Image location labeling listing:
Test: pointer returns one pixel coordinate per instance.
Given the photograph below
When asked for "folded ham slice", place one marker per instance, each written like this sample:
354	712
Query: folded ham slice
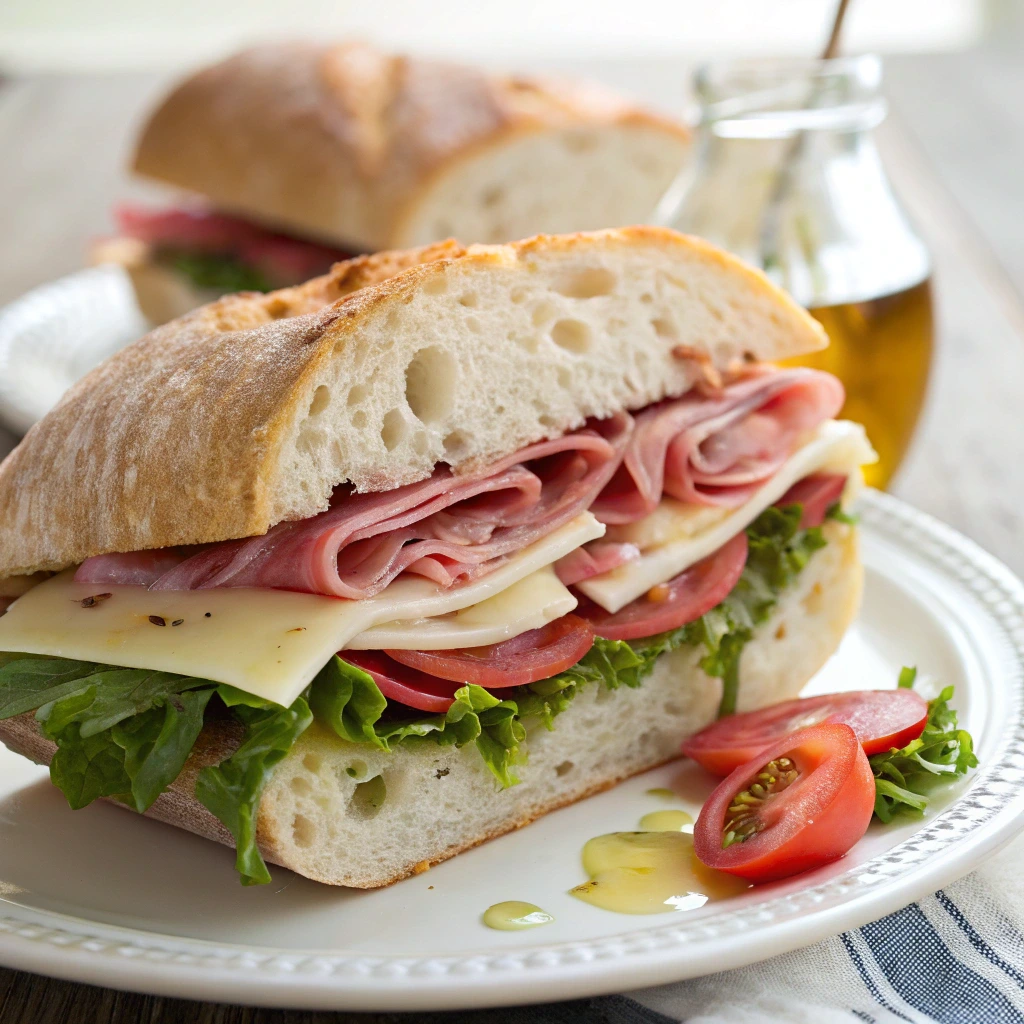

### TASK BRIEF
Reproduce the listing above word for word, leaving out the picture.

### TASK RESULT
Test: pointer returns one pixel coordinate per instance.
Given the photograph below
When asked for "folded ham slice", place one marker per instance, each written like this sample:
354	712
Query: folded ham slice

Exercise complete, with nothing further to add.